### EXERCISE DESCRIPTION
Output all of the material beneath this line exactly as it is.

### SOURCE DATA

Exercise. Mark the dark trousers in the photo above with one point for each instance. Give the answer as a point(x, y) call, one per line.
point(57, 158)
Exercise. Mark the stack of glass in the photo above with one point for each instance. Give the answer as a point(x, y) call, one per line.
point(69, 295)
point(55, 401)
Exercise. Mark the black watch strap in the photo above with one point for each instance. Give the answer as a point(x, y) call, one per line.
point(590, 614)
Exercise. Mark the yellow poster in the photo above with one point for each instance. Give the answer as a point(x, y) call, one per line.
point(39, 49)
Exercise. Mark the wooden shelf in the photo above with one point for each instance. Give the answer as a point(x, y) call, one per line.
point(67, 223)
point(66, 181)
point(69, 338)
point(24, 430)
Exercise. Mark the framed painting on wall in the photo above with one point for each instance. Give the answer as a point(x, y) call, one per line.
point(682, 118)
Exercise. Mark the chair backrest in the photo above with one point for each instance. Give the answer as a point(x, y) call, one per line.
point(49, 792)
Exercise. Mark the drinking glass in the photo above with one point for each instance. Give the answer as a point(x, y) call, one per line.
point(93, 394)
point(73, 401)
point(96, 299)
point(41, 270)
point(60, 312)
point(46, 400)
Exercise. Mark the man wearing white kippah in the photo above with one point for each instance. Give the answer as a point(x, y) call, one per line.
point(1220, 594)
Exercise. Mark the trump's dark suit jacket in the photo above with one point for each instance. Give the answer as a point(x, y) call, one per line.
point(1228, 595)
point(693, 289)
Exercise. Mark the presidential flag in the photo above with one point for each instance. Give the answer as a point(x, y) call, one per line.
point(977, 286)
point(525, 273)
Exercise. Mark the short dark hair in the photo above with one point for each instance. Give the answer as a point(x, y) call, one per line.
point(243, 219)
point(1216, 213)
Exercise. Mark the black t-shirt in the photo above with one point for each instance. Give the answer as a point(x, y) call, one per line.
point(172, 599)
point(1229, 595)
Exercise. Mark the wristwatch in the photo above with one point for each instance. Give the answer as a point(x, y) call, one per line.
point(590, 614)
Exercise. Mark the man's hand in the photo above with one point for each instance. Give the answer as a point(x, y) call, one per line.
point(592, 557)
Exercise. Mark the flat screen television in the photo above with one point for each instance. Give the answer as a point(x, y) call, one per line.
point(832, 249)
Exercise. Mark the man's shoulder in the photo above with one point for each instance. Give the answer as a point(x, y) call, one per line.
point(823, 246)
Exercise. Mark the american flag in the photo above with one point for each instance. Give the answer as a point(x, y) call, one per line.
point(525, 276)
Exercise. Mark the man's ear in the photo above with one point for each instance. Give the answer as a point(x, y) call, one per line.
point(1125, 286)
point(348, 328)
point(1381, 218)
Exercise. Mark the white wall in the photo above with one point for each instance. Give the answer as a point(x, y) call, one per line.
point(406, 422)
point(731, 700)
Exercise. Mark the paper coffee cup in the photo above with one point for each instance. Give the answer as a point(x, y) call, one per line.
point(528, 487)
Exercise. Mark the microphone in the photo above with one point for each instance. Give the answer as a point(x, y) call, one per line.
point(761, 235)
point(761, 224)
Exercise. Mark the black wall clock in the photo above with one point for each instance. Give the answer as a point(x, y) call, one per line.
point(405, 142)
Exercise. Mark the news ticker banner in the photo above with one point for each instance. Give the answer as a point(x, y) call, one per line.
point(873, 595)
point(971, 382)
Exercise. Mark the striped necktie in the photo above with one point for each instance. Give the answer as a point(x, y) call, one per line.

### ANSWER SECTION
Exercise. Mark the dark trousers in the photo above with one point for each instance. Give the answer as a point(x, y) call, one per line.
point(57, 158)
Exercise. Mark the stack of glass in the photo above with one point for each instance. Give the answer as a point(x, y) call, one per line.
point(69, 295)
point(55, 401)
Exercise. Mark the black watch strap in the photo above with one point for each instance. Give the answer as a point(x, y) call, one per line.
point(590, 614)
Exercise. Mark the yellow poster in the photo above with one point for each instance. Give the answer as a point(x, y) call, one per line.
point(39, 49)
Exercise. Mark the wooden shelf in the photo above with one point for each instance. Give the answer as a point(x, y) call, one per line.
point(67, 223)
point(66, 181)
point(69, 338)
point(24, 430)
Exercise. Mark the framed painting on wall in the photo above with one point for each instance. Give the answer as a point(x, y) call, one per line.
point(682, 118)
Exercise. Mark the chair backrest in the photo above with one point for each instance. Give the answer as a point(x, y) call, one per line.
point(49, 792)
Exercise. Mark the drinking glass in the photo above with one point for each instance. Give the answer as a point(x, y) call, one per line.
point(93, 394)
point(73, 401)
point(96, 299)
point(41, 270)
point(60, 312)
point(46, 400)
Exercise. Mark the man wearing white kippah in the photo above with one point for each instance. Give the answer as a point(x, y) call, one per line.
point(1220, 594)
Exercise. Mark the trump's dark suit jacket in the photo above with one point for each instance. Give the answer as a point(x, y) call, one per line.
point(1228, 595)
point(693, 289)
Exercise. Mark the presidential flag in the photo above with one point for each instance. Give the answer as a point(x, y) call, one per line.
point(977, 286)
point(525, 273)
Exercise. Mark the short dark hair in the photo above with one point for each instance. Give the answer as a point(x, y) call, one per line.
point(243, 219)
point(1216, 213)
Exercise. Mark the black t-shirt in the photo above with one point for each instance. Give the answer as a point(x, y) call, one per line.
point(172, 599)
point(1229, 595)
Exercise. Mark the wristwatch in the photo above with one point for each instance. Give the answer as a point(x, y) call, one per line.
point(590, 614)
Exercise. Mark the man's hand in the photo above with one point for each instance. Give the answer as a point(x, y) call, one per line.
point(592, 557)
Exercise. Mark the flat screen television in the photo above with one point for each instance. Give the answer as a point(x, y) call, one per line.
point(832, 249)
Exercise. Mark the man's shoulder in the photo above with one point for each instance. Give the answer as a point(x, y) call, one per line.
point(823, 246)
Exercise. Mark the american flag in the photo above with one point for each instance. Give the answer as a point(x, y) call, one per line.
point(525, 276)
Exercise. Mark the man's ear in the photo above with one point for each instance. Give the answer as a point(x, y) call, one per line.
point(1125, 286)
point(348, 328)
point(1381, 218)
Exercise. Mark the white wall in the photo above with one point for each instance. Give the answer as a point(x, y) call, one per line.
point(406, 422)
point(731, 700)
Exercise. Mark the paper coffee cup in the photo above with one point for each instance. Give the answer as a point(x, y) call, one per line.
point(528, 487)
Exercise. Mark the microphone in the photo above with one point for each instance. Give the answer as a point(x, y) call, one per line.
point(761, 235)
point(761, 224)
Exercise. Mark the black wall clock in the photo above with one point for each instance. Give the answer as a point(x, y) call, one per line.
point(405, 142)
Exercise. Mark the news ticker banner in the photo above with one point for each instance. Give the answer as a point(x, y) call, one per line.
point(873, 595)
point(971, 382)
Exercise. Mark the striped necktie in the photo above with one point for each instance. Give the answer as a point(x, y) call, one per line.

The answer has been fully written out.